SOURCE EXCERPT =>
------------------------------

In suspense thrillers the hero often knows less than the spectator, or the criminals and the police, about the enigma and through most of the narrative he is frustrated in his attempts to establish any mastery over the disruptions it engenders. Sometimes there is uncertainty as to whether a resolution is possible at all; ‘tough’ controlled masculinity becomes an ideal which is unattainable or difficult to achieve and maintain. Krutnik takes this further, arguing that ‘the hero’s quest for self definition may serve as a cover story for the articulation of fantasies which are less easily sanctioned and consolidated within conventional codifications of the masculine.’ (Krutnik: p.132)

------------------------------

ENTRIES SHOWN =>
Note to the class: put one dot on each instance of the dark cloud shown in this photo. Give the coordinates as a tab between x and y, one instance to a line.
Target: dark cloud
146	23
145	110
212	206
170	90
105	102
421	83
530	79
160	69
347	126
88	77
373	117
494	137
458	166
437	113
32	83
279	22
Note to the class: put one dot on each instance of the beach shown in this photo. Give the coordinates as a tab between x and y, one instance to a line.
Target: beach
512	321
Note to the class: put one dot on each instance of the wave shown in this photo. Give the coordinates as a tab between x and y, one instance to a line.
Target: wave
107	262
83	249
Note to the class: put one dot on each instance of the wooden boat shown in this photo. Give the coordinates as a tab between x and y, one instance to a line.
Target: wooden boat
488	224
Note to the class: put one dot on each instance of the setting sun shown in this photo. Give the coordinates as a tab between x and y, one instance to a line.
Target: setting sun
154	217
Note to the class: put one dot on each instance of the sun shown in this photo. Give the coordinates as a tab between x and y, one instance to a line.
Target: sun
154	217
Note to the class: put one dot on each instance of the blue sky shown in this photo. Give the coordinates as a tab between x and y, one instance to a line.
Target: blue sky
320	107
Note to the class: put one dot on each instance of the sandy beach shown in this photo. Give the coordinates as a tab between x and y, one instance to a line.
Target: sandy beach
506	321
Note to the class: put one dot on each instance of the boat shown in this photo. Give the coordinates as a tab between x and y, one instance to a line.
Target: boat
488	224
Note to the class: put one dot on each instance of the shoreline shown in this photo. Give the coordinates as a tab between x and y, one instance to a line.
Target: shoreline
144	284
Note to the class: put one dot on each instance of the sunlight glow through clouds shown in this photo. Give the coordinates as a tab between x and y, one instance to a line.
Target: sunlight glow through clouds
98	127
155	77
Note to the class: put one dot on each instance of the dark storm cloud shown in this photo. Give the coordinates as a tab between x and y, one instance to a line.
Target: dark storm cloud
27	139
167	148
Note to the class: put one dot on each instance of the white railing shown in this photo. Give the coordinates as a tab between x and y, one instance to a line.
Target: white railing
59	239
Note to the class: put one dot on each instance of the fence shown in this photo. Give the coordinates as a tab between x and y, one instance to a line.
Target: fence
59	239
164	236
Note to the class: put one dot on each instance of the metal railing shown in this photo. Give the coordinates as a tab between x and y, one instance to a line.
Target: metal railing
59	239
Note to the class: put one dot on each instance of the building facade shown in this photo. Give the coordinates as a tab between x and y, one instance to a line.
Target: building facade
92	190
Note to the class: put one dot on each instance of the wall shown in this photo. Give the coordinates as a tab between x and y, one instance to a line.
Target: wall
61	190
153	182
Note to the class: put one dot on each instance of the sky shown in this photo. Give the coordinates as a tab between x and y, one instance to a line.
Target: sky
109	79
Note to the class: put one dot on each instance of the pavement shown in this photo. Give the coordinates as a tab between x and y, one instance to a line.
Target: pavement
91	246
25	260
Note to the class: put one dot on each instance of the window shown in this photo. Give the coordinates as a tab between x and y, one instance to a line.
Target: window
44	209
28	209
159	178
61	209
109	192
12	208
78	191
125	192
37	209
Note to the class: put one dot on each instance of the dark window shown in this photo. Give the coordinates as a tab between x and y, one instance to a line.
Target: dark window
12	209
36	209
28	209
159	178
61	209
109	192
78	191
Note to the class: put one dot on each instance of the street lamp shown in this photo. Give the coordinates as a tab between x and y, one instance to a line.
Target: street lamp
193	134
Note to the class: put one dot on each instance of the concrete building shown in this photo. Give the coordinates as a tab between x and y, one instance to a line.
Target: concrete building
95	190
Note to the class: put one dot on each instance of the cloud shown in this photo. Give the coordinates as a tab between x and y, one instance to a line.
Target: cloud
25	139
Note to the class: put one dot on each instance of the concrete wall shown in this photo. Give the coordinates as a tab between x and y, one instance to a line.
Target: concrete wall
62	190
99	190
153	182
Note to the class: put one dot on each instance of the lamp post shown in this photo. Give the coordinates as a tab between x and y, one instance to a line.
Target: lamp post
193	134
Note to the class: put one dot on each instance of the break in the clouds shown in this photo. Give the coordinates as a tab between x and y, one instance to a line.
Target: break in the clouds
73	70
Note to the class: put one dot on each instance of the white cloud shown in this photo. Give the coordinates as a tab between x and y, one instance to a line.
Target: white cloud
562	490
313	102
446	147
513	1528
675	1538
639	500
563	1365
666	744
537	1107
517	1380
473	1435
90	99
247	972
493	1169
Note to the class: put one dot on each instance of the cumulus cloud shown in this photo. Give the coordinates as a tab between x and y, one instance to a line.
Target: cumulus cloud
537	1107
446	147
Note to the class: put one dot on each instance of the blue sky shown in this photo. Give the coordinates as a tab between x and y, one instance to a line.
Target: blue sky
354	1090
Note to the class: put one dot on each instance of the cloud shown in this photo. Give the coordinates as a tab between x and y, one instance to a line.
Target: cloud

------------------------------

EXERCISE INSTRUCTIONS =>
a) Rewrite the passage on suspense thrillers from the words In suspense thrillers through the words masculine.’ (Krutnik: p.132), changing "hero" to "protagonist" throughout. Begin at the words "In suspense thrillers" and stop after "masculine.’ (Krutnik: p.132)".
b) Extract every line of the records that contains the string "cumulus".

EXERCISE ANSWERS =>
a)
In suspense thrillers the protagonist often knows less than the spectator, or the criminals and the police, about the enigma and through most of the narrative he is frustrated in his attempts to establish any mastery over the disruptions it engenders. Sometimes there is uncertainty as to whether a resolution is possible at all; ‘tough’ controlled masculinity becomes an ideal which is unattainable or difficult to achieve and maintain. Krutnik takes this further, arguing that ‘the protagonist’s quest for self definition may serve as a cover story for the articulation of fantasies which are less easily sanctioned and consolidated within conventional codifications of the masculine.’ (Krutnik: p.132)

b)
Note to the class: put one dot on each instance of the cumulus cloud shown in this photo. Give the coordinates as a tab between x and y, one instance to a line.
Target: cumulus cloud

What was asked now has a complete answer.